_Задание_.
Перепишите без изменений часть приведенного ниже текста о диссертации по русскому богословию: от «Основное содержание диссертации» до «научной разработанности темы.», включая оба этих места.

_Фрагмент текста_.
Завершая на этом обзор основной существующей по теме диссертации научной литературы, можно сказать, что общая картина научной разработанности темы сводится к следующему:

1. Ни среди русских, ни среди западных исследователей не выявлено ни одной работы, рассматривающей русское вне-академическое богословие XIX столетия как явление и проблему в его целостности, генезисе и контексте.

2. При этом, если интерес исследователей к «светским богословам» первого периода отсутствует практически полностью, и его историю надо писать практически «с нуля», то по представителям второго (особенно по Хомякову) проделана значительная работа, требующая по большей части только обобщения результатов, заполнения лакун и вписывания ее итогов в общий контекст.

3. В то же время, несмотря на востребованность авторов третьего периода, а значит и наличие немалого числа посвященных им трудов, среди последних трудно найти корректное описание богословского горизонта затрагиваемой ими религиозной проблематики. Последнее объясняется сложностью его вычленения из художественно-философского оформления их концептов, что понуждает заново всмотреться в их тексты, в каждом конкретном случае устанавливая наиболее показательный locus theologiae.

Практическая значимость. Результаты работы могут занять свое место в курсах по истории русской Церкви Синодального периода, русской философии, русской общественной мысли и русской культуры XIX века, а также лечь в основу соответствующих разделов в учебных пособиях по истории русского богословия.

Апробация работы. Отдельные тезисы работы апробированы автором в его выступлениях на международных конференциях в Москве, Петербурге, Кракове, Берлине, Ясной поляне, Ростове, при чтении курса «Русская богословская традиция Синодального периода» в Краковском Ягеллонском университете в 2011-2012 учебном году, а также при чтении курсов «Русская патрология», «Источники богословской традиции», спецкурса «Духовные писатели русской Церкви» в Православном Свято-Тихоновском Гуманитарном Университете в 2013-2015 гг.

Основное содержание диссертации

богословие русский академический святоотеческий

Введение. Во «Введении» к диссертации уточняется основная терминология диссертационного исследования, обосновываются его новизна, актуальность, методология; формулируются цель и задачи, дается характеристика источниковой базы и оценивается состояние научной разработанности темы.

Первая глава «Общий историко-богословский контекст эпохи (XVII - XVIII вв.)» включает в себя четыре раздела. В первом дается общее понятие о теории конфессионализации и устанавливается понятие «поля конфессионализации»; во втором - представлена характеристика европейской богословской мысли XVII столетия, существенно повлиявшей на развитие русской богословской традиции Синодальной эпохи; в третьем - приводятся необходимые сведения по церковным преобразованиям Петра и формированию русской школы научного богословия; в четвертом - предлагается сжатое описание богословских интенций крупнейших представителей святоотеческого богословия в эту эпоху: святителя Димитрия Ростовского и святителя Тихона Задонского.

_Фрагмент источника_.
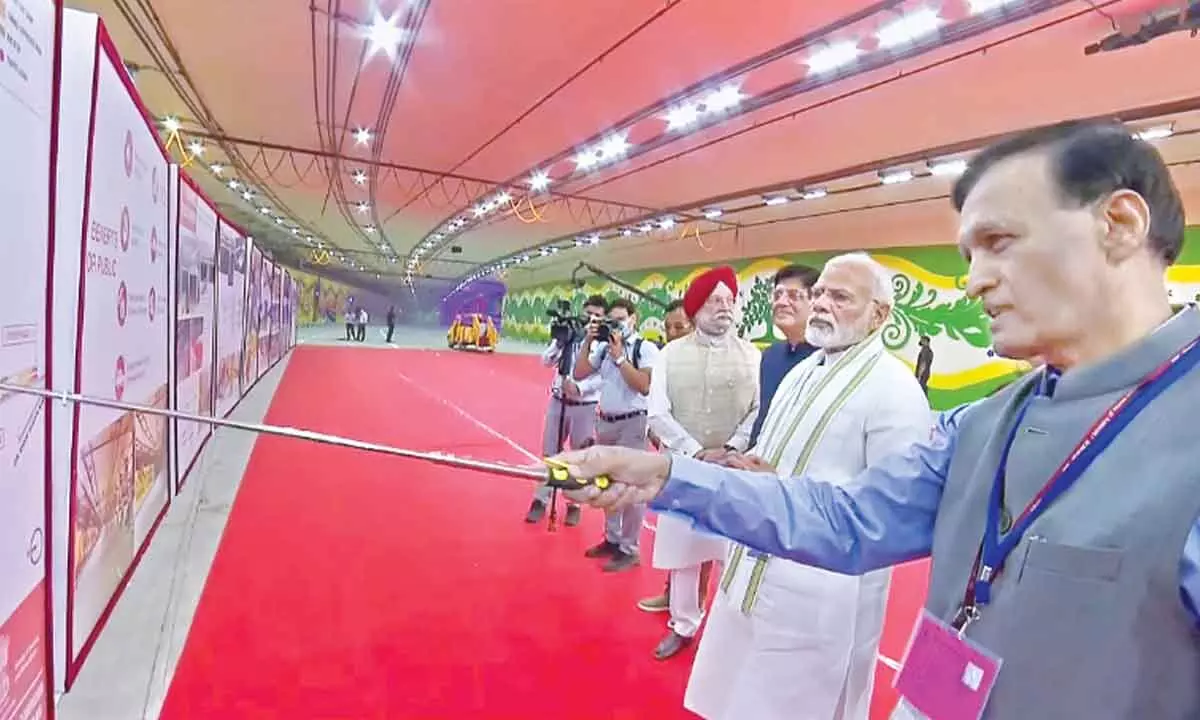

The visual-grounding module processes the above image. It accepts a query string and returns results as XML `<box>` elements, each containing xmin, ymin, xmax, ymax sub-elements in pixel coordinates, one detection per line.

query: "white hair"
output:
<box><xmin>824</xmin><ymin>252</ymin><xmax>892</xmax><ymax>307</ymax></box>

_Ответ на задание_.
Основное содержание диссертации

богословие русский академический святоотеческий

Введение. Во «Введении» к диссертации уточняется основная терминология диссертационного исследования, обосновываются его новизна, актуальность, методология; формулируются цель и задачи, дается характеристика источниковой базы и оценивается состояние научной разработанности темы.